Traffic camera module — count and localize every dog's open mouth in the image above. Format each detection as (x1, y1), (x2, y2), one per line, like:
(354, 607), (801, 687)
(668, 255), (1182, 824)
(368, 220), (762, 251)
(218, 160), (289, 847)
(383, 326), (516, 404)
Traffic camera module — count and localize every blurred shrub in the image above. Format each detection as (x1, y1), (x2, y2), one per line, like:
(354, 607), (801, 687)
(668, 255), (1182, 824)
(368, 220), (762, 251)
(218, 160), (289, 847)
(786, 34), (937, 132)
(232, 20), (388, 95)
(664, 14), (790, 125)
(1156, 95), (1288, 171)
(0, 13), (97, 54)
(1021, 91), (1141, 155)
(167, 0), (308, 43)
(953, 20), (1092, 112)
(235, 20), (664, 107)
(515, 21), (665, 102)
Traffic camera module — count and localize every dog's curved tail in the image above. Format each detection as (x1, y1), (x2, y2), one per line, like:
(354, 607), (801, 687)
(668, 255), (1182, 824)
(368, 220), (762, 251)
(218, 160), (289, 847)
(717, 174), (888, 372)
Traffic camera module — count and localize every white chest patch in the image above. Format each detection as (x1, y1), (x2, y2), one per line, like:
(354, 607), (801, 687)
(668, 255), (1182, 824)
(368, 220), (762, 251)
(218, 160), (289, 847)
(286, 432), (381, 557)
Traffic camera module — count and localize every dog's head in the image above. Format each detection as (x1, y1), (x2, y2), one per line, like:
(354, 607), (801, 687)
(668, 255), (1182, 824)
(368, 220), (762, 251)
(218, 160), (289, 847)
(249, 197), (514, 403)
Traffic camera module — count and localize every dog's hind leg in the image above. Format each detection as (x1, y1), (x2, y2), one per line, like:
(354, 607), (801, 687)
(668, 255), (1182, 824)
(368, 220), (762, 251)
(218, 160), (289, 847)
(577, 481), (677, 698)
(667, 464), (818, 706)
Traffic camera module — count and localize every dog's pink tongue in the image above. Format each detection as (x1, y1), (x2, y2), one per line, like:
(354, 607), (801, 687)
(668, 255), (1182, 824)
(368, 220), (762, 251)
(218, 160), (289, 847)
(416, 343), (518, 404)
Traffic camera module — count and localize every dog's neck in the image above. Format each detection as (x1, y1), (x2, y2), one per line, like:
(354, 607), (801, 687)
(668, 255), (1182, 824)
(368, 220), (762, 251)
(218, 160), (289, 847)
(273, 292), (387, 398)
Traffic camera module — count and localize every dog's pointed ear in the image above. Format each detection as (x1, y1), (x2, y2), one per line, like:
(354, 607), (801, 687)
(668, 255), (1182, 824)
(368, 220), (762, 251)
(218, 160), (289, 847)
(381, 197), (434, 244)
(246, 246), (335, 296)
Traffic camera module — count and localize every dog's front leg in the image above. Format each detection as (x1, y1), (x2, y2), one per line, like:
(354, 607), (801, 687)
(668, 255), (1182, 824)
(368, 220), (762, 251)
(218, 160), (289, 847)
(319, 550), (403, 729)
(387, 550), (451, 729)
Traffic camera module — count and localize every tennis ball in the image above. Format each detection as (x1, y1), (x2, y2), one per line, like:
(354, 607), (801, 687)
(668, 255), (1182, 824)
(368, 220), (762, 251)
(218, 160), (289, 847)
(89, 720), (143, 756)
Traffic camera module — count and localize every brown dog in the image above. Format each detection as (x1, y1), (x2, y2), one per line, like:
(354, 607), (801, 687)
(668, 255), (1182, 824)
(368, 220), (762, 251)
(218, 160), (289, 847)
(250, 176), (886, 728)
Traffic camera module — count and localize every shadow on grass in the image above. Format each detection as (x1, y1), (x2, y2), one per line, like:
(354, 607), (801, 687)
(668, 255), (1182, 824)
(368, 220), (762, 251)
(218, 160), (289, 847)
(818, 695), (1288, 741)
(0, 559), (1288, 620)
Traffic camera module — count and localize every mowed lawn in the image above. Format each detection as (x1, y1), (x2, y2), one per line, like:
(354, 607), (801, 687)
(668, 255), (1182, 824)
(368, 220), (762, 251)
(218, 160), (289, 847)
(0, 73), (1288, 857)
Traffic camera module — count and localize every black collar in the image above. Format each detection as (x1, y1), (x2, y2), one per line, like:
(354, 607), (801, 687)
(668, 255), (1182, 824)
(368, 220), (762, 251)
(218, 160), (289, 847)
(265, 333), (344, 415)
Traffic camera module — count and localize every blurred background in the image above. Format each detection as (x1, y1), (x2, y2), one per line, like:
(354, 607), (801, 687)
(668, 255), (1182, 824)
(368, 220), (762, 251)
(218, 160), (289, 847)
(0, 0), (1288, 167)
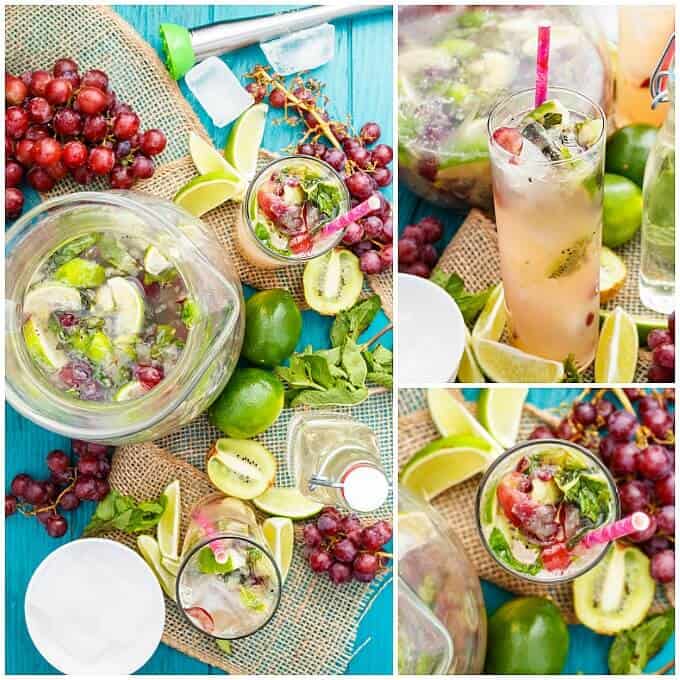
────────
• What you have to do: Format the part of the records that opens with the line containing "Traffic camera module — count and localize every dog's hind" and closes with the line containing "(246, 246), (335, 296)" as a numbered list, one line per item, with both of those lines included and any blank lines left out.

• Reply:
1. Traffic camera module — count and localize every dog's hind leg in the image above. Format each detection as (x1, y1), (x2, y2), one per line, like:
2. (354, 607), (801, 687)
3. (668, 255), (1182, 824)
4. (368, 220), (762, 251)
5. (218, 160), (289, 847)
6. (577, 481), (677, 698)
7. (667, 464), (818, 706)
8. Traffic camera module — count and localize every dog's pink tongue in the image above. Format each detection as (x1, y1), (x2, y2), one per line, like:
9. (354, 607), (801, 687)
10. (668, 255), (1182, 824)
11. (368, 220), (762, 251)
12. (218, 160), (289, 847)
13. (416, 343), (518, 404)
14. Traffic camera module — count and localize every dog's neck in the image above. Format each detection as (x1, y1), (x2, y2), one per line, like:
15. (354, 607), (801, 687)
16. (668, 255), (1182, 824)
17. (368, 220), (762, 251)
18. (218, 160), (289, 847)
19. (273, 292), (387, 398)
20. Traffic camera module — count and localize every dog's pointed ear in the image above. Format each detection as (x1, y1), (x2, y2), one per line, like:
21. (354, 607), (801, 687)
22. (668, 255), (1182, 824)
23. (368, 220), (762, 251)
24. (218, 160), (289, 847)
25. (381, 197), (434, 244)
26. (246, 246), (335, 296)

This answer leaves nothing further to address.